Region segmentation data |
%%

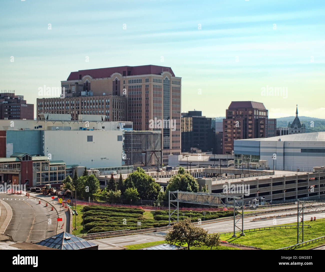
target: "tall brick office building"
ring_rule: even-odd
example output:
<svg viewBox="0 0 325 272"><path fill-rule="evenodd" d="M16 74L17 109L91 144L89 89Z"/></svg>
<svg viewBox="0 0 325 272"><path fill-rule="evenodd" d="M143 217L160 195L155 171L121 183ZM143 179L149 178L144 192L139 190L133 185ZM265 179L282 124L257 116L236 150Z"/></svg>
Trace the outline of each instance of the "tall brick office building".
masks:
<svg viewBox="0 0 325 272"><path fill-rule="evenodd" d="M170 67L148 65L80 70L61 82L65 98L37 99L37 116L70 113L72 120L77 120L79 114L105 115L105 121L133 122L135 130L160 131L160 163L166 165L168 155L181 152L181 78L175 76ZM160 120L172 120L175 125L161 127L157 123Z"/></svg>
<svg viewBox="0 0 325 272"><path fill-rule="evenodd" d="M268 111L263 103L233 101L226 110L226 116L223 120L223 154L232 153L234 140L276 136L274 127L275 124L276 127L276 119L268 119ZM272 124L272 129L269 132L267 130L269 123Z"/></svg>

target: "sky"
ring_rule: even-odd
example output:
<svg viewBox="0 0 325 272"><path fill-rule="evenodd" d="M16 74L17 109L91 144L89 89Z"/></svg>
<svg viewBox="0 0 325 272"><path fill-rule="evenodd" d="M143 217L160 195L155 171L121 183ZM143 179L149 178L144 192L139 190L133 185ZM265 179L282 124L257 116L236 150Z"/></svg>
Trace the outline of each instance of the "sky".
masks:
<svg viewBox="0 0 325 272"><path fill-rule="evenodd" d="M71 72L152 64L182 78L182 112L223 116L253 100L270 118L297 104L325 118L323 0L11 0L0 10L0 89L24 95L35 116L38 88Z"/></svg>

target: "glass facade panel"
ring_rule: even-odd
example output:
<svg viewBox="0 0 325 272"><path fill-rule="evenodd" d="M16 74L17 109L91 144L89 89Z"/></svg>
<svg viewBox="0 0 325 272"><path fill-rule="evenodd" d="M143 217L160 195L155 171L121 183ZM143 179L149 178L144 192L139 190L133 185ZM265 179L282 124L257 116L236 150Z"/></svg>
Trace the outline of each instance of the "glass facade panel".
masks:
<svg viewBox="0 0 325 272"><path fill-rule="evenodd" d="M164 120L170 120L170 81L167 77L163 80L163 117ZM169 149L170 148L170 128L165 127L165 122L163 122L162 129L163 137L163 148Z"/></svg>

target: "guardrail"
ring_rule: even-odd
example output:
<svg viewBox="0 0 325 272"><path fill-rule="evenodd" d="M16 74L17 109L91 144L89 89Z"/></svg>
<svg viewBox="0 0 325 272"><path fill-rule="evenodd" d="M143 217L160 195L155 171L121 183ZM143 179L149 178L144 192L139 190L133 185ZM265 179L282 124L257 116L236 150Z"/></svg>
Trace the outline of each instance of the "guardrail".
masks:
<svg viewBox="0 0 325 272"><path fill-rule="evenodd" d="M310 244L312 244L313 243L316 243L316 242L318 242L319 241L321 241L322 240L325 240L325 236L321 236L321 237L315 238L315 239L313 239L311 240L309 240L308 241L306 241L306 242L302 242L301 243L299 243L298 244L296 244L293 246L290 246L286 247L283 247L282 248L278 248L276 250L280 250L285 249L294 249L295 248L300 247L300 246L306 246L307 245L309 245Z"/></svg>
<svg viewBox="0 0 325 272"><path fill-rule="evenodd" d="M304 227L309 228L311 227L310 225L304 225ZM244 232L250 232L253 231L258 231L259 230L267 230L271 229L280 229L286 228L297 228L297 225L289 225L288 226L274 226L274 227L255 227L254 228L248 228L247 229L244 229ZM240 231L238 230L235 232L235 233L240 232ZM219 233L220 236L224 235L226 236L227 235L231 234L234 233L233 231L230 231L228 232L222 232Z"/></svg>

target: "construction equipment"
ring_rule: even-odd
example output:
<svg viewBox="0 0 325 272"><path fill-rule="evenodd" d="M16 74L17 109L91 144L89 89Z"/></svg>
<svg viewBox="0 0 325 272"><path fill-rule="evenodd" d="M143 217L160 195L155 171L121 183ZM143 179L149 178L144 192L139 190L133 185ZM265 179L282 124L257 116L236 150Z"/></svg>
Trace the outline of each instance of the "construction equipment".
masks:
<svg viewBox="0 0 325 272"><path fill-rule="evenodd" d="M42 187L42 191L43 195L48 195L50 194L51 196L53 196L57 194L57 190L54 188L51 187L50 184L46 184L45 187Z"/></svg>
<svg viewBox="0 0 325 272"><path fill-rule="evenodd" d="M61 185L60 186L60 188L61 191L58 192L58 195L60 196L68 197L70 198L72 198L72 192L68 189L64 189L61 188Z"/></svg>

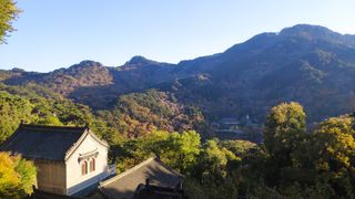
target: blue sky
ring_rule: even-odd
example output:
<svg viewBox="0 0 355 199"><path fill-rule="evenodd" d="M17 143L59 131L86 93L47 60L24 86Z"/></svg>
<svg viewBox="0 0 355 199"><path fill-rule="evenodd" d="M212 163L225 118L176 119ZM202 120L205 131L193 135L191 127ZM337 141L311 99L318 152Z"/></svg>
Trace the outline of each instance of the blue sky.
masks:
<svg viewBox="0 0 355 199"><path fill-rule="evenodd" d="M17 32L0 69L52 71L82 60L122 65L133 55L178 63L261 32L311 23L355 34L354 0L18 0Z"/></svg>

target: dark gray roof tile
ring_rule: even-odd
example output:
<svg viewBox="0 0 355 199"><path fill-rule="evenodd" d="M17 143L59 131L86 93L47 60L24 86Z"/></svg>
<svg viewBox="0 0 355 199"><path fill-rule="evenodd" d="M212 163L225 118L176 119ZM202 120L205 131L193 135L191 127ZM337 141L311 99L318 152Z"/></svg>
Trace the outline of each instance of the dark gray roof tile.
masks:
<svg viewBox="0 0 355 199"><path fill-rule="evenodd" d="M63 161L65 153L85 133L87 127L41 126L21 124L0 147L2 151L29 159Z"/></svg>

%%

What you are asked to do |
Please copy out everything from the line containing "target: dark gray roof tile" down to the end of the records, character for character.

Complete output |
target: dark gray roof tile
ring_rule: even-odd
example output:
<svg viewBox="0 0 355 199"><path fill-rule="evenodd" d="M17 143L59 131L86 93L47 60L24 86Z"/></svg>
<svg viewBox="0 0 355 199"><path fill-rule="evenodd" d="M212 163L225 118L176 119ZM202 120L205 131L193 135L191 127ZM337 141L311 99L318 152Z"/></svg>
Trace the outline of each instance of the dark gray roof tile.
masks:
<svg viewBox="0 0 355 199"><path fill-rule="evenodd" d="M63 161L65 153L85 133L87 127L41 126L21 124L0 147L2 151L29 159Z"/></svg>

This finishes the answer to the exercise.